First of all, I met a friend who was a serial entrepreneur. He helped me a lot with his advice. I find it very important, in order to create your business, to know someone who has already done so and who can advise you on small things, attitudes that change the situation.

The entrepreneur's posture is particular: learning to set objectives without putting too much pressure on yourself is a subtle balance to be found. Usually, when I have a goal, I go for it. There, I learned that starting a business is a marathon, not a sprint. An entrepreneur friend can also refer you to local meetings not to be missed to meet the local economic stakeholders according to your values and services.

  • The Hubhouse

Then, I entered a Hubhouse (regional "university" house of entrepreneurship) for young graduates, at the incubator of the Catholic University of Lille called Hémisf4ire. There are them in all universities.

This is very useful to move from the attitude of a "doctoral candidate" to that of an entrepreneur. When I was a doctoral candidate, I wrote my thesis in my own corner, with my books, I only had to interact with my supervisor and in some important events. Most of my work was solitary, I had my own rhythm, which didn't bother anyone. Today, I have to organize my writing, reporting, or communication work, for example, in the time slots that remain available after all my appointments with my clients, service providers, partners, mentors... The fact of landing at your desk, of being in this entrepreneurial atmosphere where neighbours run everywhere and make dozens of phone calls every day, it has brought about a real change. But some similarities helped me: an entrepreneur and a doctoral candidate manage their own agenda. In both cases, it is up to them to push, to choose what is to be done, how to do it and put it into practice. They have a great freedom of movement and take full responsibility for the project from A to Z. For me, this represents a development of what I was doing as a doctoral candidate rather than a radical change. Today, I have recreated a rhythm by simply integrating the new constraints. I must say that I particularly appreciate the moments of meeting my clients and new people, it is often the moment when I create to best adapt to the demand. It's much less lonely than during the doctorate.

The incubator advises on financing, management, first recruitments, etc. It allows you to meet consultants, people who are used to accompanying project leaders, or to discuss with other entrepreneurs. It allows you to move forward, I really took a leap forward.

  • A national platform: Initiative France

Finally, I am supported by Initiative France. They helped me a lot with my funding plan, especially through mentoring. My mentor was a consultant, who knew the steps I had to take to succeed. He made me make a business presentation, work on feedback from my client missions. He taught me to talk about what I do and to present it to managers in companies. He also advised me to give courses in academia, it is an activity that allows me to reflect on my methods. Passing on has always been rewarding for me. I have just been offered the opportunity to teach at the Catholic University of Lille as well as at the Ecole Centrale de Lille and Skema. The mentor is there to prepare us when an opportunity arises.

◆ **Supplied data**
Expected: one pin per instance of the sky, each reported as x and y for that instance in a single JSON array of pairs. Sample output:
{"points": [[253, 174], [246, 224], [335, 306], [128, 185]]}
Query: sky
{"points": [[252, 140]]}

◆ **List of tasks**
- A) Summarize the account of starting a business in two sentences.
- B) In the account of starting a business, what is the name of the incubator at the Catholic University of Lille?
- C) List every institution that the account of starting a business says has offered the author the opportunity to teach.
The data above plays no part in this.

◆ **Results for each task**
- A) After getting advice from a friend who was a serial entrepreneur, the author joined the Hubhouse at Hémisf4ire, the incubator of the Catholic University of Lille, which helped with the move from a doctoral candidate's attitude to an entrepreneur's and gives advice on financing, management and first recruitments. The author is also supported by Initiative France, where a consultant mentor helped with the funding plan, with presenting the business to company managers, and with preparing for teaching opportunities.

- B) Hémisf4ire

- C)
- Catholic University of Lille
- Ecole Centrale de Lille
- Skema